(Entries for bounding box labeling)

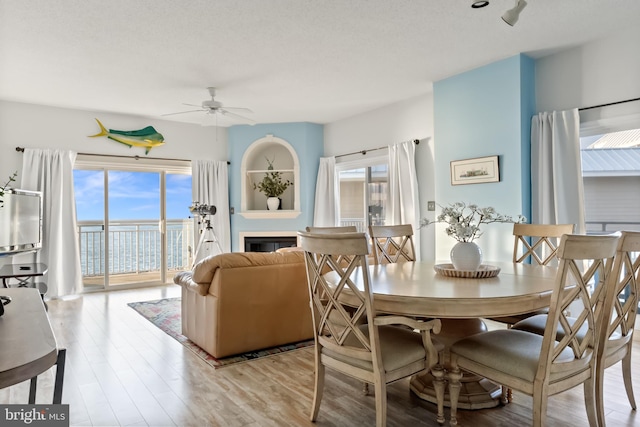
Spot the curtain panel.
[21,148,82,298]
[531,108,586,234]
[191,160,231,256]
[387,141,421,260]
[313,157,340,227]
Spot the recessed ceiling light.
[471,0,489,9]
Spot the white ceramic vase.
[449,242,482,271]
[267,197,280,211]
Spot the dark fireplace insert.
[244,236,298,252]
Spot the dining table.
[328,261,557,409]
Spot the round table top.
[327,261,556,318]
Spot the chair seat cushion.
[322,324,443,372]
[450,329,574,382]
[511,314,589,341]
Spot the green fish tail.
[89,119,109,138]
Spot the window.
[580,129,640,234]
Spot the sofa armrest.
[173,252,304,296]
[173,271,211,296]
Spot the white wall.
[0,101,227,181]
[324,93,435,260]
[536,25,640,115]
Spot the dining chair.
[298,231,444,426]
[489,224,575,327]
[449,234,619,426]
[369,224,416,264]
[513,231,640,427]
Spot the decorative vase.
[267,197,280,211]
[449,242,482,271]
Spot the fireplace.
[238,231,298,252]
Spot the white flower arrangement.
[420,202,527,242]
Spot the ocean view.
[78,219,193,276]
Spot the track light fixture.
[502,0,527,27]
[471,0,489,9]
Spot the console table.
[0,288,66,404]
[0,263,49,308]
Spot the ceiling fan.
[163,87,255,123]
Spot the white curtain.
[387,141,421,260]
[313,157,339,227]
[191,160,231,260]
[531,109,585,234]
[21,148,82,298]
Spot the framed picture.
[451,156,500,185]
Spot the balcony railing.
[78,219,193,277]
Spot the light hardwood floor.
[0,285,640,427]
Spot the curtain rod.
[16,147,231,165]
[333,139,420,158]
[578,98,640,111]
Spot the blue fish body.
[89,119,165,154]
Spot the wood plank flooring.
[0,285,640,427]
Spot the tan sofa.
[173,252,313,358]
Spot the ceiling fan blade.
[219,107,255,123]
[161,108,207,116]
[223,105,253,113]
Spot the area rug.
[128,298,313,368]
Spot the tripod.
[191,216,223,268]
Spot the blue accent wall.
[433,54,536,261]
[228,122,324,252]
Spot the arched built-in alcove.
[240,135,300,218]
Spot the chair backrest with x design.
[513,224,575,265]
[537,234,619,383]
[369,224,416,264]
[298,232,375,362]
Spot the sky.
[73,170,193,221]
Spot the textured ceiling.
[0,0,640,126]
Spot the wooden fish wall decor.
[89,119,164,154]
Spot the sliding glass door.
[74,164,193,289]
[337,159,389,232]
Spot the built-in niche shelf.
[240,135,301,219]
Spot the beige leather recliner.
[173,252,313,358]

REQUIRED WORK = Duplicate every entry above verbatim, line for line, and omit the pictures from the output.

COMPLETED EXERCISE =
Spot the curtain panel.
[21,148,82,298]
[531,108,586,234]
[191,160,231,256]
[387,141,421,260]
[313,157,340,227]
Spot the recessed ceiling light.
[471,0,489,9]
Spot the white ceramic vase.
[449,242,482,271]
[267,197,280,211]
Spot the dark fireplace insert.
[244,236,298,252]
Spot the dining table.
[328,261,557,409]
Spot the round table top.
[327,261,556,318]
Spot the chair seat cushion.
[322,324,443,372]
[450,329,574,382]
[511,314,589,341]
Spot the green fish tail.
[89,119,109,138]
Spot the window.
[580,129,640,234]
Spot the sofa armrest.
[173,252,304,296]
[173,271,211,296]
Spot the white wall.
[0,101,227,181]
[324,93,435,260]
[536,25,640,115]
Spot the dining chair.
[298,231,444,426]
[489,224,575,327]
[449,234,619,426]
[369,224,416,264]
[513,231,640,427]
Spot the decorative vase.
[267,197,280,211]
[449,242,482,271]
Spot the fireplace.
[238,231,298,252]
Spot the white flower arrangement.
[420,202,527,242]
Spot the ocean view.
[78,219,193,276]
Spot the track light fixture.
[502,0,527,27]
[471,0,489,9]
Spot the console table.
[0,288,66,404]
[0,263,49,308]
Spot the ceiling fan.
[163,87,255,123]
Spot the white curtain.
[387,141,421,260]
[313,157,339,227]
[191,160,231,260]
[531,109,585,234]
[21,148,82,298]
Spot the framed picture.
[451,156,500,185]
Spot the balcony railing.
[78,219,193,277]
Spot the light hardwood floor.
[0,285,640,427]
Spot the curtain rod.
[16,147,231,165]
[333,139,420,158]
[578,98,640,111]
Spot the blue fish body.
[89,119,165,154]
Spot the wood plank flooring.
[0,285,640,427]
Spot the tan sofa.
[173,252,313,358]
Spot the ceiling fan blade.
[219,107,255,123]
[161,108,207,116]
[223,105,253,113]
Spot the area rug.
[128,298,313,368]
Spot the tripod.
[191,216,223,268]
Spot the blue accent wall.
[433,54,536,261]
[228,122,324,252]
Spot the arched built-in alcove.
[240,135,300,218]
Spot the chair backrest with x design.
[513,224,575,265]
[537,234,619,383]
[369,224,416,264]
[298,232,375,362]
Spot the sky.
[73,170,193,221]
Spot the textured ceiling.
[0,0,640,126]
Spot the wooden fish wall decor.
[89,119,164,154]
Spot the sliding glass door.
[74,164,193,289]
[337,159,389,232]
Spot the built-in niche shelf.
[240,135,301,219]
Spot the beige leather recliner.
[173,252,313,358]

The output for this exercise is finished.